Data for the task:
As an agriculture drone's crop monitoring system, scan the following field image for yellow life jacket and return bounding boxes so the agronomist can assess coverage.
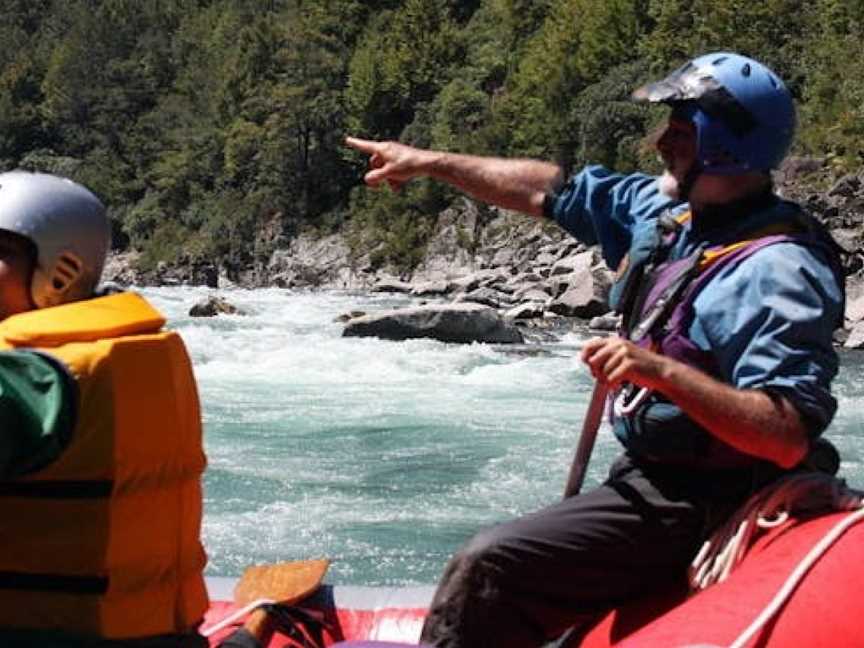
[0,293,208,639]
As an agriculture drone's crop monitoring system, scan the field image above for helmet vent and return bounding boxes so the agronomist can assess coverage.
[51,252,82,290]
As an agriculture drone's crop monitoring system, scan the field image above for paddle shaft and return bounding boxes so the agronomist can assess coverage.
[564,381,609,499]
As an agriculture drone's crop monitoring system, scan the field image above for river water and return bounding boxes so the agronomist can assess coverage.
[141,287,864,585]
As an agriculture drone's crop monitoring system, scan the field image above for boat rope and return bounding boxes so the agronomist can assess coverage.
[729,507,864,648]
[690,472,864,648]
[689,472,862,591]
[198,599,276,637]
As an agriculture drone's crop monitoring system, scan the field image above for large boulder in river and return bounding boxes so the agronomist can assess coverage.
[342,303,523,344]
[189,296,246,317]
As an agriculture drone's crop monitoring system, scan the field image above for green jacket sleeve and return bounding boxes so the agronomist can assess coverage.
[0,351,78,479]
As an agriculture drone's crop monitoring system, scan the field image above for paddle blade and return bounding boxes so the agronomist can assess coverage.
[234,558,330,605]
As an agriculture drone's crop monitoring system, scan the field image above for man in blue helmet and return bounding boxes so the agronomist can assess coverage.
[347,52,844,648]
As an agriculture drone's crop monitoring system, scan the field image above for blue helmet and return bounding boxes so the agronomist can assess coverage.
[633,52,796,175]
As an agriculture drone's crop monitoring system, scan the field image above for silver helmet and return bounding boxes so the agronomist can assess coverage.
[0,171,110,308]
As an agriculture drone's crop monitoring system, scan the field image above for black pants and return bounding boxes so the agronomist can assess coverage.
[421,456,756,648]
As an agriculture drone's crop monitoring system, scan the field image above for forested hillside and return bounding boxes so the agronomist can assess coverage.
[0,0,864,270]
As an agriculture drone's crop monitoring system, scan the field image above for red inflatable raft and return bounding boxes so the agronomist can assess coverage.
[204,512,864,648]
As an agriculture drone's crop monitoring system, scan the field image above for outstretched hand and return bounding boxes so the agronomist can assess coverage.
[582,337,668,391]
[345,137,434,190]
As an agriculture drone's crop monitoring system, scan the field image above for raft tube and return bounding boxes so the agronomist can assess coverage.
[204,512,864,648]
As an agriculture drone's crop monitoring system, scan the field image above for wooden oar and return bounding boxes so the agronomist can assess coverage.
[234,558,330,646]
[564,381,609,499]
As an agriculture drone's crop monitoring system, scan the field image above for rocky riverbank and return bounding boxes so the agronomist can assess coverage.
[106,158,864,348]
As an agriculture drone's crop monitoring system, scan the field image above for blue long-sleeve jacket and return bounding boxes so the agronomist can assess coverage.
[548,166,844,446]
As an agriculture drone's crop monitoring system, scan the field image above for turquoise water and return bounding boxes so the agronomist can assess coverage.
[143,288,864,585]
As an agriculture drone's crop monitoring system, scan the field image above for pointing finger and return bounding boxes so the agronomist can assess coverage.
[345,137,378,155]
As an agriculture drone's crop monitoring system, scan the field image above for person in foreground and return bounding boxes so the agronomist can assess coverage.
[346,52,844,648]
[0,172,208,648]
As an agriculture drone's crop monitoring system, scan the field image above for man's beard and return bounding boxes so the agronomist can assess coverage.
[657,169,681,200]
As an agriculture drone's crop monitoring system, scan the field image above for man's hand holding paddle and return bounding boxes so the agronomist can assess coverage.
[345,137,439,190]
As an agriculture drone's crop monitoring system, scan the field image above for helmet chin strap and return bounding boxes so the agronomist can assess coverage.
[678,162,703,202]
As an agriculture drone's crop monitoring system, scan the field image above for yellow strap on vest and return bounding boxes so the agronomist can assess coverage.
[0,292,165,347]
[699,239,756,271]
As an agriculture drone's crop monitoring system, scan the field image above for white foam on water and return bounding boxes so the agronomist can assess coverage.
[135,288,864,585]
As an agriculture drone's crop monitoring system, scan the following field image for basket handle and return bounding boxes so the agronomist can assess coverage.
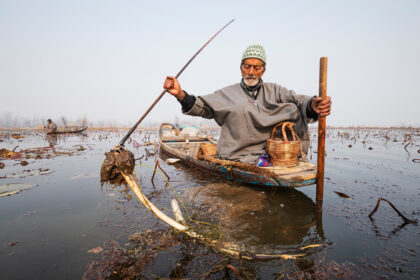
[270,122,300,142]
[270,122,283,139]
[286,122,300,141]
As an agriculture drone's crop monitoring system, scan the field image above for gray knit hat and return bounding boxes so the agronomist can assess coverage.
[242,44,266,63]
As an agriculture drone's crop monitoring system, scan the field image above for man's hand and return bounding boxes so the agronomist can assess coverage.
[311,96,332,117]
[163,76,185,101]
...
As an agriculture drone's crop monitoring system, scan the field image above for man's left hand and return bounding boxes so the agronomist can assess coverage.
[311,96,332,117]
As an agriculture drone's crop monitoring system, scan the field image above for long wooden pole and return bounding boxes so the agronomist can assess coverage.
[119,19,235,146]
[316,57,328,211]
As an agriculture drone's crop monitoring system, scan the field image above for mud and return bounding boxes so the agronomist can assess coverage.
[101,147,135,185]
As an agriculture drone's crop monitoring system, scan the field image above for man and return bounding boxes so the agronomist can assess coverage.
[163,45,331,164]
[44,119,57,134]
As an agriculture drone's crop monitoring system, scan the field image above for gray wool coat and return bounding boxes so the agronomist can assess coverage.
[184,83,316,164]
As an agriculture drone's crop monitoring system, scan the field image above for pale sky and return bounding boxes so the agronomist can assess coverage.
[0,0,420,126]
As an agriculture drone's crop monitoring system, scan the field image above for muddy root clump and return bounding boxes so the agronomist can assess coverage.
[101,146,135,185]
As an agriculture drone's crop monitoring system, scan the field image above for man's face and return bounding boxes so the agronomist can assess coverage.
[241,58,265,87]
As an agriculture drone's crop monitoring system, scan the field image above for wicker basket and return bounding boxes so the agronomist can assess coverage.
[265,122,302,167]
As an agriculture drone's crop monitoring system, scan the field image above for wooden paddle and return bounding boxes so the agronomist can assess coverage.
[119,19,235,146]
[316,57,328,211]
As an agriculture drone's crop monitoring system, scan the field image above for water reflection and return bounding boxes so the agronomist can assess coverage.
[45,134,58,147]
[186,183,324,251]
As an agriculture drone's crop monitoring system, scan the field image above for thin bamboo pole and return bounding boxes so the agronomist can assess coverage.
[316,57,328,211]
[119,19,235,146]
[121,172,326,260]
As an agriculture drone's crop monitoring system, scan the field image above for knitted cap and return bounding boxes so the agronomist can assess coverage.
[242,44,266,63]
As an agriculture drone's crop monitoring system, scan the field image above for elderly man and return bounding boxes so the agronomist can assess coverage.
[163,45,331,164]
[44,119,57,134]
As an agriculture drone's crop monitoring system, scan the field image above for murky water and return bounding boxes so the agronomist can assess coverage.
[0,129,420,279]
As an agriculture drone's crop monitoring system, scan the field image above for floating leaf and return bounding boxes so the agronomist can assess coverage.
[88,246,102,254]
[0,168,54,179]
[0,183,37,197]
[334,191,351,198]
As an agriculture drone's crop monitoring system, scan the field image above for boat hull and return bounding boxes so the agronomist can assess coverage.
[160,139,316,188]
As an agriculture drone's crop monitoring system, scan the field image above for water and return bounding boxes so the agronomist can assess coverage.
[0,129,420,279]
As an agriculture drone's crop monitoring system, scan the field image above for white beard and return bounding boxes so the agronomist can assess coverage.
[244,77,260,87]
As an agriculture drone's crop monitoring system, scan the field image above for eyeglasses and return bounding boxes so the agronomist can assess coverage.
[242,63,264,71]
...
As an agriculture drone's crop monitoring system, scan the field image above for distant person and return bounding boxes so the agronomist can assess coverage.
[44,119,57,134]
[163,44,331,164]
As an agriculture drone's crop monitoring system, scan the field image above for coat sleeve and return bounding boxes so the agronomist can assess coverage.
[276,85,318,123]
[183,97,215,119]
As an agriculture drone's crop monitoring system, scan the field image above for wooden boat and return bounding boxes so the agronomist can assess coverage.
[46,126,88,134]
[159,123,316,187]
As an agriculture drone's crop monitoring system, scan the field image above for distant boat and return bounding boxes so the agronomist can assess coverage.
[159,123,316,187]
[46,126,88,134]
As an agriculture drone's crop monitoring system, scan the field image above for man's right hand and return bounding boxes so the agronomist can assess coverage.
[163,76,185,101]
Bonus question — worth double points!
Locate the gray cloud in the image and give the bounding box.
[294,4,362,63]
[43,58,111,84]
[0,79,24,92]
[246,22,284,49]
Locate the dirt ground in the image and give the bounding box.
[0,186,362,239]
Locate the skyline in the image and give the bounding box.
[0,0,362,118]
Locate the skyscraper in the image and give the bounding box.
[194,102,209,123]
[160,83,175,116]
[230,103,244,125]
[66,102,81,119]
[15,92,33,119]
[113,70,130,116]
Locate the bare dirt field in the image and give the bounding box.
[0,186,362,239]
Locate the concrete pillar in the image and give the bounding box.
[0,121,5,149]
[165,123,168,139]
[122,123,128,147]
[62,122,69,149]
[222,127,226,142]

Your task: Rewrite the lines from the one containing "above for forested" through the one containing "[0,172,208,648]", inclusive, changing "agronomist" to "crop specialist" and leaving everything else unchanged. Give only those lines.

Answer for this exercise:
As an agriculture drone's crop monitoring system, scan the field image above for forested hillside and return bounding boxes so the crop specialist can assess coverage.
[0,0,864,270]
As an agriculture drone's crop monitoring system, scan the field image above for red inflatable raft and return bounding boxes so the crop specialist can assess coverage.
[204,512,864,648]
As an agriculture drone's crop monitoring system, scan the field image above for outstretched hand and return bounding boxes so the crop specialist can assess coverage.
[582,337,668,391]
[345,137,434,190]
As an agriculture drone's crop monitoring system, scan the field image above for raft tube and return bounding boxes so the crop specialist can assess coverage.
[204,512,864,648]
As an agriculture drone's crop monitoring system, scan the field image above for wooden oar and return bounding boxes so the crop specialist can assess coverage.
[234,558,330,646]
[564,381,609,499]
As an agriculture drone's crop monitoring system, scan the field image above for rocky riverbank and return bounding boxes so the crop specialist can assess coverage.
[106,158,864,348]
As an agriculture drone's crop monitoring system, scan the field image above for blue long-sleeve jacket and return bounding boxes so the crop specialist can assess coverage.
[548,166,844,446]
As an agriculture drone's crop monitoring system, scan the field image above for turquoise water and return bounding boxes so the crop specialist can assess coverage.
[143,288,864,585]
As an agriculture drone's crop monitoring system, scan the field image above for pointing finger and return bounding boxes so the crop specialist can assess coverage.
[345,137,378,155]
As an agriculture drone's crop monitoring system, scan the field image above for person in foreground and return bounding boxes so the crop specialist can assess coverage.
[346,52,844,648]
[0,172,208,648]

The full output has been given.